§ **What the task requires**:
Reproduce the entries in full, with no changes.

-- Opening Marker --

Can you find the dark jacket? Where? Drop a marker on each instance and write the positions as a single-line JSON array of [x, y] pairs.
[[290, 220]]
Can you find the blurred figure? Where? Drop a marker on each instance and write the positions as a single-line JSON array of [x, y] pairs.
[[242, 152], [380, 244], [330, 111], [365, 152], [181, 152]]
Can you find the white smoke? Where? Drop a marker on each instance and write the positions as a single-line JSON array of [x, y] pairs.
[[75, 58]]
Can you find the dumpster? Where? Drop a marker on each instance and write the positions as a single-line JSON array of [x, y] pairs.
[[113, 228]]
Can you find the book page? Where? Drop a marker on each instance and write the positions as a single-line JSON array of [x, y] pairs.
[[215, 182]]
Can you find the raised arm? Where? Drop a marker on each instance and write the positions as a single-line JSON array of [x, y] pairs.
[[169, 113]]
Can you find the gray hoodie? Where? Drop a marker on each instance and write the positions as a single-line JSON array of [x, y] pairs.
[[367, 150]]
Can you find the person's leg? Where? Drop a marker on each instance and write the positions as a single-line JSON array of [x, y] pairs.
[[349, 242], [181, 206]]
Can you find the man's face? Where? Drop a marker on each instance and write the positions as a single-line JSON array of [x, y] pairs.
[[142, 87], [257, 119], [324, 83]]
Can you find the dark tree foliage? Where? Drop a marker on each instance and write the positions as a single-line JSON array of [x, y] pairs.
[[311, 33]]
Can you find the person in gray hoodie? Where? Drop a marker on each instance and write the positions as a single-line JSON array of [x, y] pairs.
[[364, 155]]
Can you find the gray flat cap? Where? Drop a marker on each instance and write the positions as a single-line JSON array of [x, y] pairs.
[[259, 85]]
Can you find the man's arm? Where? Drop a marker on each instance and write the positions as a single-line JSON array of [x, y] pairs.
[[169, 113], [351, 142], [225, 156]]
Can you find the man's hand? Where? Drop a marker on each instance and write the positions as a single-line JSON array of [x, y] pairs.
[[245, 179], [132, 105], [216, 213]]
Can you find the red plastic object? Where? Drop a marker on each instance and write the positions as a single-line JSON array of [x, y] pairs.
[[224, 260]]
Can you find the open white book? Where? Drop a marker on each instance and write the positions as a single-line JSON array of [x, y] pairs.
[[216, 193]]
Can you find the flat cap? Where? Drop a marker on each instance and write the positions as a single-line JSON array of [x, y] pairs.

-- Closing Marker --

§ **Response area**:
Can you find the dark jacket? Where? Drop a marker on each instance and write the positions as a single-line JSON array of [x, y] pairs.
[[290, 220]]
Can you find the blurred figure? Where? Drop a marker on each instance and write the positions as a single-line JSON array of [x, y] pairs.
[[242, 152], [380, 244], [330, 111], [365, 152], [181, 152]]
Can you find the white smoke? Where? Drop a marker on each instance and write the positions as a single-line JSON array of [x, y] pairs.
[[75, 58]]
Can you find the dumpster? Where? Drop a marker on each instance and write the positions as a single-line JSON array of [x, y] pairs.
[[113, 228]]
Can you find the book page? Where? Drop a marker on each instance and write the positions as a single-line JSON array of [x, y] pairs.
[[215, 182]]
Can you find the raised arm? Where? Drop a marker on each instance and write the positions as a single-line JSON array of [x, y] pairs.
[[169, 113]]
Can you find the gray hoodie? Where? Drop a marker on each instance and write the positions as a single-line JSON array of [x, y] pairs.
[[367, 150]]
Can you find the person's leg? Where? Drop a marker on each instance and write the positions as a single-line JSON array of [x, y] pairs.
[[349, 242], [181, 206]]
Can you find the man's face? Where? Drop a marker on each instance and write the positions as a single-line JSON array of [x, y] pairs.
[[142, 87], [257, 119], [324, 83]]
Can you find the dark tree foliage? Where? Drop a marker on each instance and write the positions as a single-line JSON array of [x, y] pairs.
[[311, 33]]
Can you find the person in gray hoodie? Where? Drop a marker on each instance and write the positions as a single-line JSON array of [x, y] pairs.
[[364, 155]]
Can you find the gray flat cap? Where? Drop a marker on each instance and write the positions as a single-line JSON array of [x, y] pairs.
[[259, 85]]
Can you find the man's arm? Where? Drop a marker on each instance and write the positions as a single-line JSON array of [x, y] pairs.
[[169, 113], [351, 142], [225, 156]]
Can you find the man's hand? Where? Drop a marker on each instance and write the positions as a single-line JSON array of [x, y] pairs.
[[245, 179], [132, 105], [216, 213]]
Can you find the red plastic object? Where? Drop a marker on each instance and write the positions as a single-line JSON array of [x, y] pairs.
[[224, 260]]
Can you find the open white book? Where? Drop a marker on each instance and write the positions as a single-line JSON array of [x, y] pairs.
[[216, 193]]
Can you find the flat cap? Where? Drop a marker on each instance and write the positions as a single-line JSON array of [x, y] pairs.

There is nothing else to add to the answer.